→ **Kutipan Sumber**:
Topcareer.id – Belum lama berselang, industri maskapai sedang bersiap-siap menghadapi lonjakan penumpang. Asosiasi Transportasi Udara Internasional (IATA) memperkirakan 8,2 miliar penumpang udara pada 2037. Sayangnya, mereka kehilangan pendapatan selama masa pandemi.
Pada bulan April, perjalanan udara turun 98% dari tahun lalu ketika negara-negara menutup perbatasan mereka, sebagai upaya membendung pandemi virus corona.
“Kami pikir maskapai penerbangan mungkin akan kehilangan USD 84 miliar yang belum pernah terjadi sebelumnya, pada tahun 2020,” kata Brian Pearce, Kepala Ekonom untuk IATA, dalam sebuah wawancara dengan CNBC.
“Kami benar-benar baru saja mulai melihat negara-negara menegosiasikan pembukaan pasar bilateral. Misalnya, gelembung Trans-Tasmania antara Australia dan Selandia Baru, China dan Singapura, serta China dan Korea.”

→ **Tugas 1**: Sebutkan semua negara yang disebut dalam kutipan sumber tentang industri maskapai.
→ **Tugas 2**: Ringkas paragraf dalam kutipan sumber yang diawali "Belum lama berselang, industri maskapai" menjadi satu kalimat, dengan tetap mempertahankan fakta-fakta utamanya.

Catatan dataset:
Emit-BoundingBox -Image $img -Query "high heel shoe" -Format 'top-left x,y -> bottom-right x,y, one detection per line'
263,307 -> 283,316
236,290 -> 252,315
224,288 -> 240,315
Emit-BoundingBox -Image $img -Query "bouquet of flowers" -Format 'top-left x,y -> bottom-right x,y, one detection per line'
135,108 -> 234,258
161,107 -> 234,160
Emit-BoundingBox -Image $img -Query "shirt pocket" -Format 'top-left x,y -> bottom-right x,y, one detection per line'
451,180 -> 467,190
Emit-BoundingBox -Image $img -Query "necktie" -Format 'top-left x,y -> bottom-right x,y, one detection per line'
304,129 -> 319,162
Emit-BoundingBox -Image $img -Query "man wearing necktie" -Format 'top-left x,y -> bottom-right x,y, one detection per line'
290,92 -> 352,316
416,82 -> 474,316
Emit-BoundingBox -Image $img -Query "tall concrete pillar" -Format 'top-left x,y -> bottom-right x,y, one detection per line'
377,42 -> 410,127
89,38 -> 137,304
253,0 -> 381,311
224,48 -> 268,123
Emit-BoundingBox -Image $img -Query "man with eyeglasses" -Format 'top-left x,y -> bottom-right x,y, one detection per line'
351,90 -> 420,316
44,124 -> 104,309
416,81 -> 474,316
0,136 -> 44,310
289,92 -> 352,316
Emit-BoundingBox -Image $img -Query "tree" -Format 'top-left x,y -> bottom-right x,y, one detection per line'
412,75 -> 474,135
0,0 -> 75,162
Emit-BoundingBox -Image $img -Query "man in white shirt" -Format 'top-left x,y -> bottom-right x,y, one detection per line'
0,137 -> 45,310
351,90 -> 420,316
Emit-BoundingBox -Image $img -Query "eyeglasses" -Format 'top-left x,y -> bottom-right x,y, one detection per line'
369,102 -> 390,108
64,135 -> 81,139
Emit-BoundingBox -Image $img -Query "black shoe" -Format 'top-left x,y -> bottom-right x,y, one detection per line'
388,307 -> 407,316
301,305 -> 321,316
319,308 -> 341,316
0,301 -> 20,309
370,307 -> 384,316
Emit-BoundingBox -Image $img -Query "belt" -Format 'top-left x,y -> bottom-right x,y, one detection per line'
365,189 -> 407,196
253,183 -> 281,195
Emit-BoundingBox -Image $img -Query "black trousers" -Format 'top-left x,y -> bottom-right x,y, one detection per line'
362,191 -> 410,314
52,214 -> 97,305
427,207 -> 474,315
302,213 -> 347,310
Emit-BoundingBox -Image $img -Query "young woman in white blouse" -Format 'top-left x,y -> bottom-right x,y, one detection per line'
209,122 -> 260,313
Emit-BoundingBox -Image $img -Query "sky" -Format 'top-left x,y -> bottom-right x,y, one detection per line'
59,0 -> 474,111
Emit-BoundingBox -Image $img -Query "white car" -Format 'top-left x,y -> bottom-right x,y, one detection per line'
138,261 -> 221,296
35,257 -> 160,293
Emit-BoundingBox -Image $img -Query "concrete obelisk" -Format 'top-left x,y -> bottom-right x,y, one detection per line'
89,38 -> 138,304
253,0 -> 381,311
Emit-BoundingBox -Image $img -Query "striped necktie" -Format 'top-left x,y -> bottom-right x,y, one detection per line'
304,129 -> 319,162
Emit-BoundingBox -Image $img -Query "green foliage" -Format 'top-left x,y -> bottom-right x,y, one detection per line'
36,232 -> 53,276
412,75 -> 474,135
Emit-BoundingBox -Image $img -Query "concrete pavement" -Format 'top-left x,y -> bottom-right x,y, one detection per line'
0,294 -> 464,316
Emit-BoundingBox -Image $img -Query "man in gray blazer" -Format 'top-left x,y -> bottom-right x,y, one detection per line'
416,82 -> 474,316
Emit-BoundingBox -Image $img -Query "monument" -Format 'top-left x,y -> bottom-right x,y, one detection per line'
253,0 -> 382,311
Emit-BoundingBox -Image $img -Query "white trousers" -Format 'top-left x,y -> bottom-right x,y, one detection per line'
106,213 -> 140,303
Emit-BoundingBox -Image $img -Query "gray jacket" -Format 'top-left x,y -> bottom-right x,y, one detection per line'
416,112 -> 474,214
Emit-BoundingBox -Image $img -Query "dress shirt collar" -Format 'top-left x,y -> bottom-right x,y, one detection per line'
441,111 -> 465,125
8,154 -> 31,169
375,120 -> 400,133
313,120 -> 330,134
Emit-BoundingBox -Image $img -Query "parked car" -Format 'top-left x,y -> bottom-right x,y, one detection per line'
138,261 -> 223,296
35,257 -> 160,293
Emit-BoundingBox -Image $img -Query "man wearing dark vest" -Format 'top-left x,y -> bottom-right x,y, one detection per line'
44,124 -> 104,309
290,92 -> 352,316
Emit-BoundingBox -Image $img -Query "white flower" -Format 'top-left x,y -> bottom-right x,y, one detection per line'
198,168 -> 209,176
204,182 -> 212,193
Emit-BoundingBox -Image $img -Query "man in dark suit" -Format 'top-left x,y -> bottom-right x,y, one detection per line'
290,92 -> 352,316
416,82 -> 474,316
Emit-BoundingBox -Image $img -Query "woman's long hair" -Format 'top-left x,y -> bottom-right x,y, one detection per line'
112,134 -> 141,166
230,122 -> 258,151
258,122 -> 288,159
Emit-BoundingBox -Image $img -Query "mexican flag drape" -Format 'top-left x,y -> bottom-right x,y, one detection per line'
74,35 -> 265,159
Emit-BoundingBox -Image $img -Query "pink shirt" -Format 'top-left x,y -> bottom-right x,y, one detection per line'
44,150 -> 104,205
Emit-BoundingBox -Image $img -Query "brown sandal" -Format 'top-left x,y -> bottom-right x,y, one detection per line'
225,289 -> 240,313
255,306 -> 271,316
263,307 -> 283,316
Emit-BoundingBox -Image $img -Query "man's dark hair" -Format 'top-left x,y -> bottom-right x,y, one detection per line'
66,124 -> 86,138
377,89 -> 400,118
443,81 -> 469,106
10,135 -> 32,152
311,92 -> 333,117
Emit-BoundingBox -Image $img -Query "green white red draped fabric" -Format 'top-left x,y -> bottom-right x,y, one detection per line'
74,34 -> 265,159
...
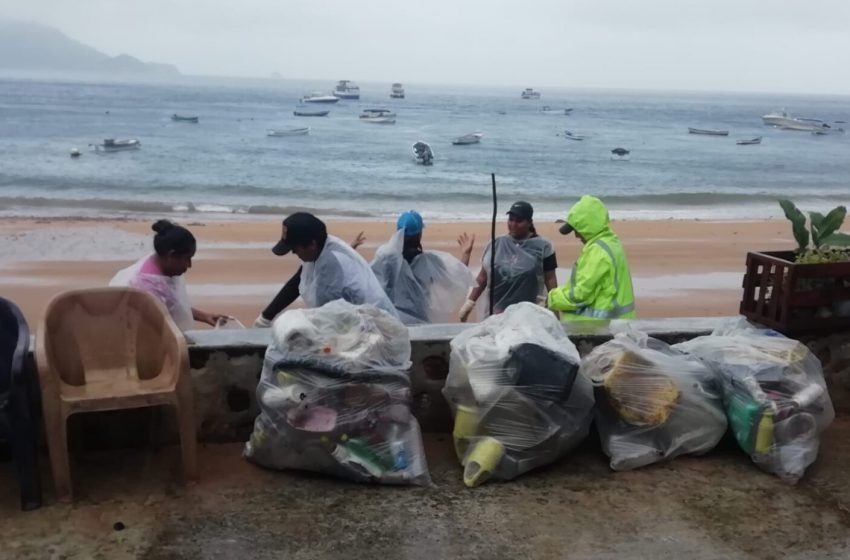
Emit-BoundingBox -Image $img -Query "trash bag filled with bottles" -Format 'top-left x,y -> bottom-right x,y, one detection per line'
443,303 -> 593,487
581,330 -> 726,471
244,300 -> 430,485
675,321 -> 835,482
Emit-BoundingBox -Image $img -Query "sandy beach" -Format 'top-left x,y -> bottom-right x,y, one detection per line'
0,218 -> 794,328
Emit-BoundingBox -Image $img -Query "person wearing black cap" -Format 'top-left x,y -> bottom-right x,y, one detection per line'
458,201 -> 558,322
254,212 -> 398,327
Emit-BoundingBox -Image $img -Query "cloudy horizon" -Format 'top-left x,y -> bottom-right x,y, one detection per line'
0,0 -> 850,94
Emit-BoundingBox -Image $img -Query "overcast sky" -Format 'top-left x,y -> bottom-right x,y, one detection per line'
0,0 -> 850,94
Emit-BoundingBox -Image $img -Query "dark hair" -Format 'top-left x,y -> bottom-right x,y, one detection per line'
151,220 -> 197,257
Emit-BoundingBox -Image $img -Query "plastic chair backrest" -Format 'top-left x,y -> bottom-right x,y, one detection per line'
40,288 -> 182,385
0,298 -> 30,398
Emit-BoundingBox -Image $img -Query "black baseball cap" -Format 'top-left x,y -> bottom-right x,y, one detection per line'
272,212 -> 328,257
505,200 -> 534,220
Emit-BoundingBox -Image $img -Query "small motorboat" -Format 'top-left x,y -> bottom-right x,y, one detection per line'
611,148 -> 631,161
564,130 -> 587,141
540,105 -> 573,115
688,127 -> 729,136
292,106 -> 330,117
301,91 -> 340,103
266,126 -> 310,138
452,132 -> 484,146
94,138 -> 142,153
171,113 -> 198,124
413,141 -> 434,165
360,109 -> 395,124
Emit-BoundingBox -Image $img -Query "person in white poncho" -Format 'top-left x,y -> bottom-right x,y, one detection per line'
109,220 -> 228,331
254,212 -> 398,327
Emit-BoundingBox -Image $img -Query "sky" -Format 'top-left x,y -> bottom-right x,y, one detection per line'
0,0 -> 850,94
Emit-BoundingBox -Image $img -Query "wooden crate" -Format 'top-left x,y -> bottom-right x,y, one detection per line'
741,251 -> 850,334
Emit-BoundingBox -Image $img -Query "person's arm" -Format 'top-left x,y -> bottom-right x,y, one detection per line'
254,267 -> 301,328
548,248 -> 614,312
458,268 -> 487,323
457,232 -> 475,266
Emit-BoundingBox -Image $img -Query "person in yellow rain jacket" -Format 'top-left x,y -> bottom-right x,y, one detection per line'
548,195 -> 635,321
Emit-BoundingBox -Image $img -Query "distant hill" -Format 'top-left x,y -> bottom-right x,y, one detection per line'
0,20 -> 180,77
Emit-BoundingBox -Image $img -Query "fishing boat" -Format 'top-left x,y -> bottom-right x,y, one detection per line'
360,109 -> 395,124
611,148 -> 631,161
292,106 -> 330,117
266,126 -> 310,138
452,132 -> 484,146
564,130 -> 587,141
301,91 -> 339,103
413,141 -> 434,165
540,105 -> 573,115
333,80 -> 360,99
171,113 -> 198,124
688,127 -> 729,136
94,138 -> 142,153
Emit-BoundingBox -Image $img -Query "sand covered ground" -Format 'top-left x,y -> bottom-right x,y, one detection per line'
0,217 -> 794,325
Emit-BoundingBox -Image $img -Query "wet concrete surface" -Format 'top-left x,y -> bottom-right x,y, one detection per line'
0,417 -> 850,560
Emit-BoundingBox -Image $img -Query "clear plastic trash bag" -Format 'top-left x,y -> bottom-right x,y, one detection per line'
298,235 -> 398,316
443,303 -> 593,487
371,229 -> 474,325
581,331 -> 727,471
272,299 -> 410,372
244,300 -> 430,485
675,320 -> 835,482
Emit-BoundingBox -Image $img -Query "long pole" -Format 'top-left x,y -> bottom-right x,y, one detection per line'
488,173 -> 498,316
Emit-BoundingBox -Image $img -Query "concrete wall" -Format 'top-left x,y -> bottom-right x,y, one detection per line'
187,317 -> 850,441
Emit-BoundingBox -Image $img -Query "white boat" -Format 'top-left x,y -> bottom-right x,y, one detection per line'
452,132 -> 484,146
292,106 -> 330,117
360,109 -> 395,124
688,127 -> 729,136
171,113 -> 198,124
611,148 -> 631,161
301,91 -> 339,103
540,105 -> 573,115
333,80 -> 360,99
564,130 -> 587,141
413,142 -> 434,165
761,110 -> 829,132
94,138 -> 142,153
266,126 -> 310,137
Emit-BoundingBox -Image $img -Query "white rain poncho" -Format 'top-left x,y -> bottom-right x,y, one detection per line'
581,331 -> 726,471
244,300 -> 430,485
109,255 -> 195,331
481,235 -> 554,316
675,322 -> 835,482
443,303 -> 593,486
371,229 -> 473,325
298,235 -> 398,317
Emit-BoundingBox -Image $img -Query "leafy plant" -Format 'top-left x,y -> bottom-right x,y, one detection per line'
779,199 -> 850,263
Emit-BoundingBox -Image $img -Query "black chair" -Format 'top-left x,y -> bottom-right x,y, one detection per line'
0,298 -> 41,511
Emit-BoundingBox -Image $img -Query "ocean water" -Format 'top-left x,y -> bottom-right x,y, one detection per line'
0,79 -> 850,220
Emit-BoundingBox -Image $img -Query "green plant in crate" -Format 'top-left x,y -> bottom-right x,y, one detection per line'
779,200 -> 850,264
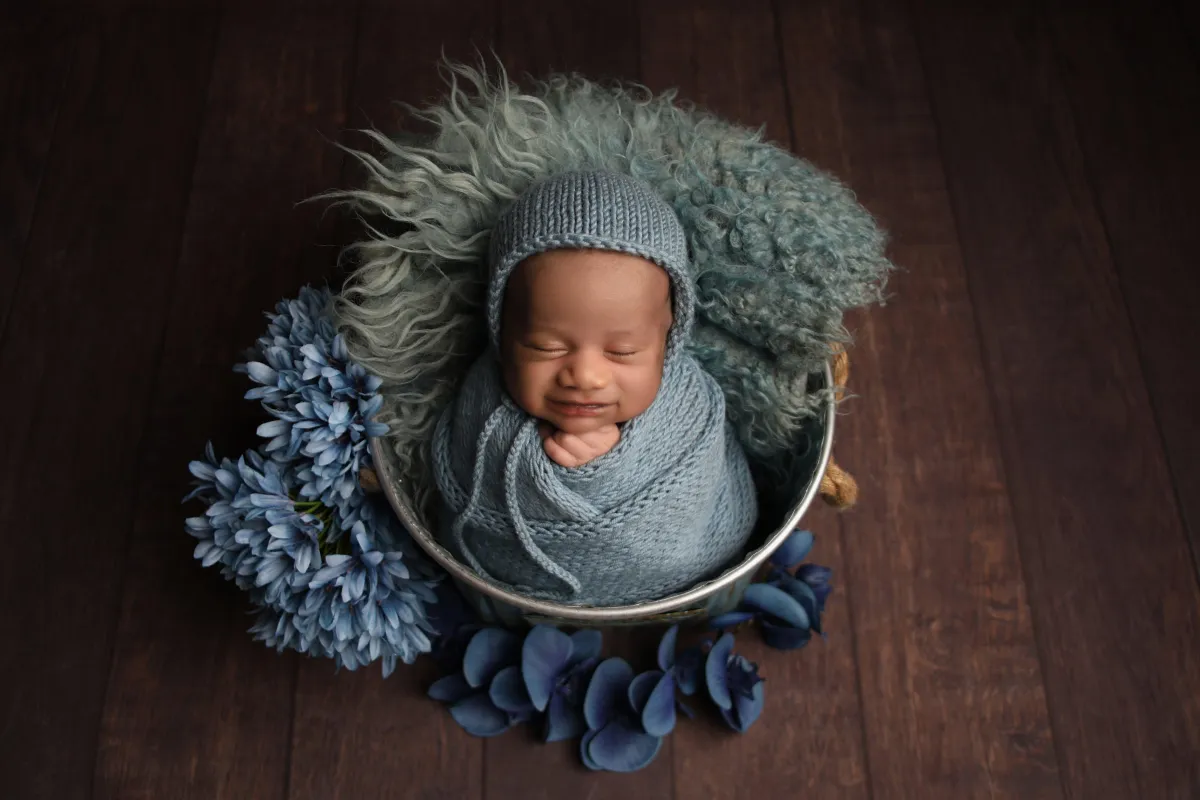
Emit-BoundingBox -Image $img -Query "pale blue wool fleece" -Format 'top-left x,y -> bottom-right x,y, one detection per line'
==
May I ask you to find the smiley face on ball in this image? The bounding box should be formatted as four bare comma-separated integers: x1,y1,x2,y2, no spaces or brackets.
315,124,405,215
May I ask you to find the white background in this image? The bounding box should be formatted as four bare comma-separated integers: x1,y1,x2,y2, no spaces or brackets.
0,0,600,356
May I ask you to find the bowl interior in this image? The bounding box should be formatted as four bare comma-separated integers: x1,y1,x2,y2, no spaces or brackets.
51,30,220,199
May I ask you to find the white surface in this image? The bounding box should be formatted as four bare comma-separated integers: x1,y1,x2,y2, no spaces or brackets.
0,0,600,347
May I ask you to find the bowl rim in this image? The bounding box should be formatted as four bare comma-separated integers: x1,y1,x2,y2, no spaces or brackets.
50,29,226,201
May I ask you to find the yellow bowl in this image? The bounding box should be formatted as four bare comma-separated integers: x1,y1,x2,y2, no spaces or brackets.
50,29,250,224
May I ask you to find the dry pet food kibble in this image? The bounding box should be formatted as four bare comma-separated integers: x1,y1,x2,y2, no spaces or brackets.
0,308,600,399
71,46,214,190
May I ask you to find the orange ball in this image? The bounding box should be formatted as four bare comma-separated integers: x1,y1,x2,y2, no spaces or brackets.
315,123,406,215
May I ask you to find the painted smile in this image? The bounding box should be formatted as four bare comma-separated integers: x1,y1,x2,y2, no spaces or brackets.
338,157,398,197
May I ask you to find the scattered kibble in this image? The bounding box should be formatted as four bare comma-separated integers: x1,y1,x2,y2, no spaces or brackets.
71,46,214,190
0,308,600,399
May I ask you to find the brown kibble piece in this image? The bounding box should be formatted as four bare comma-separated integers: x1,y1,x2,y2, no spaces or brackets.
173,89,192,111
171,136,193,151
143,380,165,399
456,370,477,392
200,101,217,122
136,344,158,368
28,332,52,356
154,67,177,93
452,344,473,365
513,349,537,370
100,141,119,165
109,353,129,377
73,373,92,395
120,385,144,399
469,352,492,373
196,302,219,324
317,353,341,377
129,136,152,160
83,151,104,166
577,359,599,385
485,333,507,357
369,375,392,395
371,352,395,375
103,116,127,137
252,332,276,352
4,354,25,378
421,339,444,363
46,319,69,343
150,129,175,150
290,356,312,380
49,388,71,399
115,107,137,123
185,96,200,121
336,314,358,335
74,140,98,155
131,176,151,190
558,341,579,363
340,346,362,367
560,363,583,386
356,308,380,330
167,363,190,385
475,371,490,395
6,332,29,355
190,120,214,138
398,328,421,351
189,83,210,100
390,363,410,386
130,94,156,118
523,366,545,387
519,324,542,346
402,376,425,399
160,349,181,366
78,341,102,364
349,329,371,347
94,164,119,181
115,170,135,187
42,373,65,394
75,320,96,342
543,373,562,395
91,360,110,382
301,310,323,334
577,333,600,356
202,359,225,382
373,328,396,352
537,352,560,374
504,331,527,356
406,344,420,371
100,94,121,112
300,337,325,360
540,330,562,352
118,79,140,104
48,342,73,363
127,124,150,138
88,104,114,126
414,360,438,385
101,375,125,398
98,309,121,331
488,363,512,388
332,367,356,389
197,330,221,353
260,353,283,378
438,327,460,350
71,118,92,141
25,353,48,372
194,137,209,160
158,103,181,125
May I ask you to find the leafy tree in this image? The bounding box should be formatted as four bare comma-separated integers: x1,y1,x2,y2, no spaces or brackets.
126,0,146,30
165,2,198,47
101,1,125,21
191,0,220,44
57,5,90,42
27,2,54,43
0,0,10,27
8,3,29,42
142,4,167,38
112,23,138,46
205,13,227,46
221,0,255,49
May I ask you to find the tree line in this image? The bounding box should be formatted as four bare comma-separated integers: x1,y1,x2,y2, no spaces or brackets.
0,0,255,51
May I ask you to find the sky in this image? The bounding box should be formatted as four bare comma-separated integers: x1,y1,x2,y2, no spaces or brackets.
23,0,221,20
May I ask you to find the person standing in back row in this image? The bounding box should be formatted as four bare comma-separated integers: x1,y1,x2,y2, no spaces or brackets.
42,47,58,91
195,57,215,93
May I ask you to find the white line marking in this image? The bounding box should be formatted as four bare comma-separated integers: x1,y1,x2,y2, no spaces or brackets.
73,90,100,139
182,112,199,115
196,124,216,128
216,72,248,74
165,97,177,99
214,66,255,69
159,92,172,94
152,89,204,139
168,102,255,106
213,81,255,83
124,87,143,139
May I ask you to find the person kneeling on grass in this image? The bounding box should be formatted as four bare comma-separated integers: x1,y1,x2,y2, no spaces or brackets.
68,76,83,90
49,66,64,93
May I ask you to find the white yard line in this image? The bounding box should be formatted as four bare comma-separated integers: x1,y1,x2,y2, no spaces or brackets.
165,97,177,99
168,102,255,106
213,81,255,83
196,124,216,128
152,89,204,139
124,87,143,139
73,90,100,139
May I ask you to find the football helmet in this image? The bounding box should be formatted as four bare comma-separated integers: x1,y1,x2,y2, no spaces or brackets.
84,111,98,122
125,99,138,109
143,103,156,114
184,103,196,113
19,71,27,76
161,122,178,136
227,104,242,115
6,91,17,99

→ **Jawaban 1**: Australia, Selandia Baru, China, Singapura, Korea

→ **Jawaban 2**: Industri maskapai sempat bersiap menghadapi lonjakan penumpang karena IATA memperkirakan 8,2 miliar penumpang udara pada 2037, tetapi maskapai kehilangan pendapatan selama pandemi.